TASK ITEM -
Everything from the line with "Target: plastic bottle" through the final line below should be copied out exactly, and nothing else should appear.

PROVIDED DATA -

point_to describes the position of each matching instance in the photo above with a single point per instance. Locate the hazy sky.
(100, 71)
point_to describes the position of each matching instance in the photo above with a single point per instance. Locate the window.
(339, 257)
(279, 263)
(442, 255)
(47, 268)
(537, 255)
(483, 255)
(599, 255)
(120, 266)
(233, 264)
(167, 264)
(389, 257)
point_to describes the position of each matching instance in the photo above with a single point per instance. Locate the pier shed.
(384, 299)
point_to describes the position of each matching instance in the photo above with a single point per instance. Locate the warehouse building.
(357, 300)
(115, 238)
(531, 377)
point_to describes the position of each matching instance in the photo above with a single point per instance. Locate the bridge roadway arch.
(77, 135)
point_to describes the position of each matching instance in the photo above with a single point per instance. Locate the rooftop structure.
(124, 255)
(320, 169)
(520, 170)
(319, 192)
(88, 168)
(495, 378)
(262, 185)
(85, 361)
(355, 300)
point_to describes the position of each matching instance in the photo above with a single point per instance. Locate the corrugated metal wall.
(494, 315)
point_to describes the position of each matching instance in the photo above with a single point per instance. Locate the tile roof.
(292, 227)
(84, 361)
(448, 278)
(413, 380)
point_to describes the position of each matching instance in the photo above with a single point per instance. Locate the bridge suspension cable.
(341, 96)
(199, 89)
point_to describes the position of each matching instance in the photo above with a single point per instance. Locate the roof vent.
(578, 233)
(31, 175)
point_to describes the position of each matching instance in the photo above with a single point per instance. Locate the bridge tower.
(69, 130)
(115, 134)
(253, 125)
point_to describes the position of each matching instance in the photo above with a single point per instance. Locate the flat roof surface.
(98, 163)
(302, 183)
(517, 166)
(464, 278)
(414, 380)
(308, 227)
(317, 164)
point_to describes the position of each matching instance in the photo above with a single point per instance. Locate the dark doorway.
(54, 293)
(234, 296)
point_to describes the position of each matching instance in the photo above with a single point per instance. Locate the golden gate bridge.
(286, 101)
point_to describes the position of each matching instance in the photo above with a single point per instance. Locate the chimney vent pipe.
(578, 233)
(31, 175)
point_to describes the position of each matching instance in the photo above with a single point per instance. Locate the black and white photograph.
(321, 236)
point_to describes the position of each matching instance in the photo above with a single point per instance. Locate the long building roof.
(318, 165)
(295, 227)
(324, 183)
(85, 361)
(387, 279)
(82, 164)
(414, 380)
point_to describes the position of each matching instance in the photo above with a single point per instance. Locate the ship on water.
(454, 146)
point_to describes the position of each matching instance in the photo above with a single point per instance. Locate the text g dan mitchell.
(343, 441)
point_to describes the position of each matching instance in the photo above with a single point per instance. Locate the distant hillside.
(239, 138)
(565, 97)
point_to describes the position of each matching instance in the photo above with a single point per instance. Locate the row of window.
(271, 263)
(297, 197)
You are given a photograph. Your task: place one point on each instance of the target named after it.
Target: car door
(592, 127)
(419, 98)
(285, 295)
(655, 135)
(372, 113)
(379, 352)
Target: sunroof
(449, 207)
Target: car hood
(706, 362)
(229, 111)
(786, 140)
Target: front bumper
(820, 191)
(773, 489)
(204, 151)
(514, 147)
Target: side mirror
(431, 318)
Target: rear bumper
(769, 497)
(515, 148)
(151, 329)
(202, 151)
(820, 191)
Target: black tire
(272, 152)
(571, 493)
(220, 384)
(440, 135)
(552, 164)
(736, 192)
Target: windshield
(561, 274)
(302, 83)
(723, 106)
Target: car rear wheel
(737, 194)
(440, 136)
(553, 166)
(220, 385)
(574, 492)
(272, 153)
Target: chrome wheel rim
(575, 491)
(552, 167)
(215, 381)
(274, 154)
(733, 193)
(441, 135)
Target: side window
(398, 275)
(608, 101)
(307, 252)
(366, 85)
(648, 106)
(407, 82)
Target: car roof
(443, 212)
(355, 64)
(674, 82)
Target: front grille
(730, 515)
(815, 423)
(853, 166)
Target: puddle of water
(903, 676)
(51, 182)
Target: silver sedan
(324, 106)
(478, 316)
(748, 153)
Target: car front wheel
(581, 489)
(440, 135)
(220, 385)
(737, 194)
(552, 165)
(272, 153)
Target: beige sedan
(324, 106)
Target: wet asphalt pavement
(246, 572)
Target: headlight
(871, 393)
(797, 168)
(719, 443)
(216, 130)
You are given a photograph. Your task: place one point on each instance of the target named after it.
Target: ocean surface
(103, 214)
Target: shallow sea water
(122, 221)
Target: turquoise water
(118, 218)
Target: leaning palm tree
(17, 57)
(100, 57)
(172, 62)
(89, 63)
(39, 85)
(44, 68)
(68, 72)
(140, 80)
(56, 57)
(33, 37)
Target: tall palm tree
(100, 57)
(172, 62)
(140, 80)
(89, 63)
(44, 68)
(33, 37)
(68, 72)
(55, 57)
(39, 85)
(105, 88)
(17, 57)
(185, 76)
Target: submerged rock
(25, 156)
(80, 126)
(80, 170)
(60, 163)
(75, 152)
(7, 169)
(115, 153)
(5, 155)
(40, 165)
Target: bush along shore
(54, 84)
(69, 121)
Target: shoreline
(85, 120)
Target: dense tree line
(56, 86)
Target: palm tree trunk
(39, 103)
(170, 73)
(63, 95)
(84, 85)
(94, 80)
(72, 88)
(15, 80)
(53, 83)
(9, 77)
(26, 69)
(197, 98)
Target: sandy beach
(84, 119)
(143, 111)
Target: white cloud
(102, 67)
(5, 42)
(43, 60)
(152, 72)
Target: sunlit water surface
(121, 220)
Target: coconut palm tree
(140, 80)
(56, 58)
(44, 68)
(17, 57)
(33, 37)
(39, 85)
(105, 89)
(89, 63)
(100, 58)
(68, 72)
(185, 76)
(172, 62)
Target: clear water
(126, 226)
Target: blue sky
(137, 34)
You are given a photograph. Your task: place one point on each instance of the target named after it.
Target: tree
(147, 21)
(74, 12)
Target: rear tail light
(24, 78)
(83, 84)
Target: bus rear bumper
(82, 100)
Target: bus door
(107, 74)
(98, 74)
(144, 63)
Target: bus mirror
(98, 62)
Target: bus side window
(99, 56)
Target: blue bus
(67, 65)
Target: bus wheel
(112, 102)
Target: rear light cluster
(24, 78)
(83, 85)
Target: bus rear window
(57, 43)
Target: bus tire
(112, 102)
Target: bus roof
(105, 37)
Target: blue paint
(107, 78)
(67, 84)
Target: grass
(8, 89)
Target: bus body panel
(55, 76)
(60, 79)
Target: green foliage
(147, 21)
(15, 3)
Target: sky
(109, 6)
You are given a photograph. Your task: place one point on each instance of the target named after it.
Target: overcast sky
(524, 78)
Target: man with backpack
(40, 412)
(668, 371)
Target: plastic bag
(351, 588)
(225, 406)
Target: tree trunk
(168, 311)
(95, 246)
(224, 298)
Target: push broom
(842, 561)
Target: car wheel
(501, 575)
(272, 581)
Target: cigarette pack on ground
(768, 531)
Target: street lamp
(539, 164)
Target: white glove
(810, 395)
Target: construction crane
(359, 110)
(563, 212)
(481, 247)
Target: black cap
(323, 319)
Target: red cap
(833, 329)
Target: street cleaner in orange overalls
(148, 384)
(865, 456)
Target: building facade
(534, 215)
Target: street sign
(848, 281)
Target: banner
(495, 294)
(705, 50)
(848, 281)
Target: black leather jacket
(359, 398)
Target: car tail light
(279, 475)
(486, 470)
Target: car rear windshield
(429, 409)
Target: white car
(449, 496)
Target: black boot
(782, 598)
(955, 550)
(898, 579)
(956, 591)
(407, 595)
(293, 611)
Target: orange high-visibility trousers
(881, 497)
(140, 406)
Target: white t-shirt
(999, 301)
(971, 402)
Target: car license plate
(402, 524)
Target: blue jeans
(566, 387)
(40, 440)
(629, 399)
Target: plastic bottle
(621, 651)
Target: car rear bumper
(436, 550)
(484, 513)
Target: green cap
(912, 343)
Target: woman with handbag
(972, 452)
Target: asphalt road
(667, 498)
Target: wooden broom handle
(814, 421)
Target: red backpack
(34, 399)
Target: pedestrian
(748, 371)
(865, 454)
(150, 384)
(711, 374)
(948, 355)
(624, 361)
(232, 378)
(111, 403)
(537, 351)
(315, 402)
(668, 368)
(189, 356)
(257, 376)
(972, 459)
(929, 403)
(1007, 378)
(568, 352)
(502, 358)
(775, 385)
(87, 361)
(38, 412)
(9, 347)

RESULT OF THE EXERCISE -
Target: plastic bottle
(621, 651)
Target: car rear bumper
(436, 550)
(484, 513)
Target: green cap
(912, 343)
Target: woman with handbag
(972, 452)
Target: asphalt road
(667, 498)
Target: wooden broom handle
(814, 421)
Target: red backpack
(34, 399)
Target: pedestrian
(748, 371)
(865, 454)
(150, 384)
(711, 374)
(948, 355)
(624, 361)
(232, 378)
(111, 403)
(537, 351)
(315, 402)
(668, 368)
(189, 356)
(257, 376)
(972, 459)
(929, 403)
(1007, 378)
(568, 352)
(502, 358)
(775, 385)
(87, 361)
(38, 412)
(9, 347)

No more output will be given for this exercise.